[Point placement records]
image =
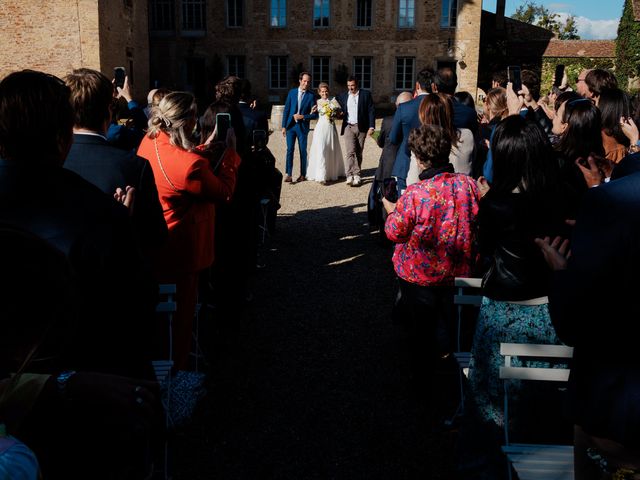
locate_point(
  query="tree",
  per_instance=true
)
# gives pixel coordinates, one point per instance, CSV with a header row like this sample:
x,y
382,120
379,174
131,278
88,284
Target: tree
x,y
627,45
541,16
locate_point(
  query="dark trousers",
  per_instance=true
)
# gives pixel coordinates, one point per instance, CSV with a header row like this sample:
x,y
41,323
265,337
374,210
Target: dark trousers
x,y
293,133
430,313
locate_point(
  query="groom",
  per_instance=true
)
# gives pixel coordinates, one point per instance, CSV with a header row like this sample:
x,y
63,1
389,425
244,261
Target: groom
x,y
295,124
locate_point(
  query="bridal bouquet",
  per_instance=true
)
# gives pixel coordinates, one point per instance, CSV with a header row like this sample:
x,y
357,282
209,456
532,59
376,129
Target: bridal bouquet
x,y
329,109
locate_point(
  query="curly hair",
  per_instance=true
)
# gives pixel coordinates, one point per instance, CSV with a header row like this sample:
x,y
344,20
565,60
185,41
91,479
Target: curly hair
x,y
431,144
437,109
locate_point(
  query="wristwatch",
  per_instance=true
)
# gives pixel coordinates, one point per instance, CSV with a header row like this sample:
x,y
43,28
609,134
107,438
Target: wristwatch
x,y
62,379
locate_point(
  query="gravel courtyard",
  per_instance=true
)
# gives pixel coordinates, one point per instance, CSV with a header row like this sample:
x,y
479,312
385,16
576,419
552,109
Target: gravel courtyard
x,y
312,380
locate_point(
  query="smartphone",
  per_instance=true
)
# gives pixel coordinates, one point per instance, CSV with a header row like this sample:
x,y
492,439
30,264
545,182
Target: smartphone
x,y
557,79
223,123
390,189
259,139
513,74
119,73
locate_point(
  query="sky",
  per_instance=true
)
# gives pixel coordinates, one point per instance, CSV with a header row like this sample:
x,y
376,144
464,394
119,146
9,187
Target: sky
x,y
595,19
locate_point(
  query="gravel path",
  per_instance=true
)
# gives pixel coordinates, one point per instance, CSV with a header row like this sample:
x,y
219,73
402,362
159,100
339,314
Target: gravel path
x,y
312,380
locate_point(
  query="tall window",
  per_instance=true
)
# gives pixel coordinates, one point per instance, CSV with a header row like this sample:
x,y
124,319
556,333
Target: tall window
x,y
161,15
362,71
278,13
277,72
449,17
363,13
235,65
406,13
405,73
235,14
193,15
321,13
319,71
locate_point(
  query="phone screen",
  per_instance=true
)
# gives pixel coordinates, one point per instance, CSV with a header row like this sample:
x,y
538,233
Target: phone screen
x,y
557,79
223,123
119,73
513,73
259,138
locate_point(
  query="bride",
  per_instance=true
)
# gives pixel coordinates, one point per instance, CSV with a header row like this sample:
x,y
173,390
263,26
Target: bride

PROBLEM REQUIREMENTS:
Omit the pictures, then quote the rest of the material above exactly.

TASK SOLUTION:
image =
locate_point(
  query="tree",
  per_instance=true
)
# gives pixel coordinates, one point per instance, CSV with a header row like this sample:
x,y
382,120
379,174
131,278
88,284
Target: tree
x,y
627,45
541,16
locate_point(
  query="dark trousers",
  per_instance=true
)
# gives pixel coordinates, one point per instance, CSV with a header row like this sample:
x,y
41,323
265,337
374,210
Target: dark trousers
x,y
293,133
430,313
locate_point(
  query="groom",
  per_instance=true
)
# gives pixel coordinates, one point per instance, CSV with a header row like this sample:
x,y
63,1
389,425
244,261
Target: groom
x,y
295,124
locate_point(
  query="bridal bouquet",
  per_instance=true
)
# gives pixel coordinates, one point per instance, CSV with a header row like this sample:
x,y
357,282
209,456
532,59
376,129
Target: bridal bouquet
x,y
329,109
locate_point(
  query="curly hair",
  per_instance=true
)
# gives pixel coordinates, one point per instance, CSV with a header row like this sample:
x,y
344,20
565,60
185,41
91,479
Target: curly hair
x,y
431,144
437,109
locate_point(
  query="wristwatch",
  per_instance=true
)
# gives pixel coordinates, one point per instance, CSV with a header row like this sample:
x,y
43,28
609,134
107,438
Target: wristwatch
x,y
62,379
locate_point(
  query="gravel courtyard",
  per_instance=true
)
# gives pixel coordinates, one point per instance, CSV with a header row like this sample:
x,y
479,312
385,16
576,419
552,109
Target: gravel courtyard
x,y
312,380
locate_point(
  query="smartphone",
  per_instance=true
)
# gives pixel coordinates, one point per instance, CSV with a header row like this sample:
x,y
492,439
30,264
545,182
Target: smartphone
x,y
557,79
223,123
390,189
259,139
513,74
119,73
locate_point(
  query="sky",
  per_instance=true
)
# gives pixel coordinates, one point per instance, CSV with a header row like this sample:
x,y
376,144
464,394
119,146
9,187
Target: sky
x,y
595,19
locate_point(
  query="gravel path",
  per_instance=true
)
# gives pixel coordinates, one point per instance, CSV with a header row like this sample:
x,y
219,73
402,362
159,100
339,314
Target: gravel path
x,y
312,380
locate_point(
  query="tall window",
  per_instance=true
)
# gives pixel coordinates, one point per instance, CSV with a header row like this sample:
x,y
124,319
556,333
Target: tall window
x,y
161,15
362,71
278,13
277,72
449,17
363,13
235,65
406,13
405,73
235,14
193,15
321,13
319,71
locate_point(
  query="phone screen",
  per_instance=true
)
# gives pixel coordinates, one point per instance, CSV with a header row like this sample:
x,y
538,233
Target: phone screen
x,y
557,79
223,123
119,73
513,73
259,138
locate_point(
  query="bride",
  per_instance=true
)
# gives pixel coordinates, one point per instance, CSV with a header row like this sample:
x,y
173,390
263,26
Target: bride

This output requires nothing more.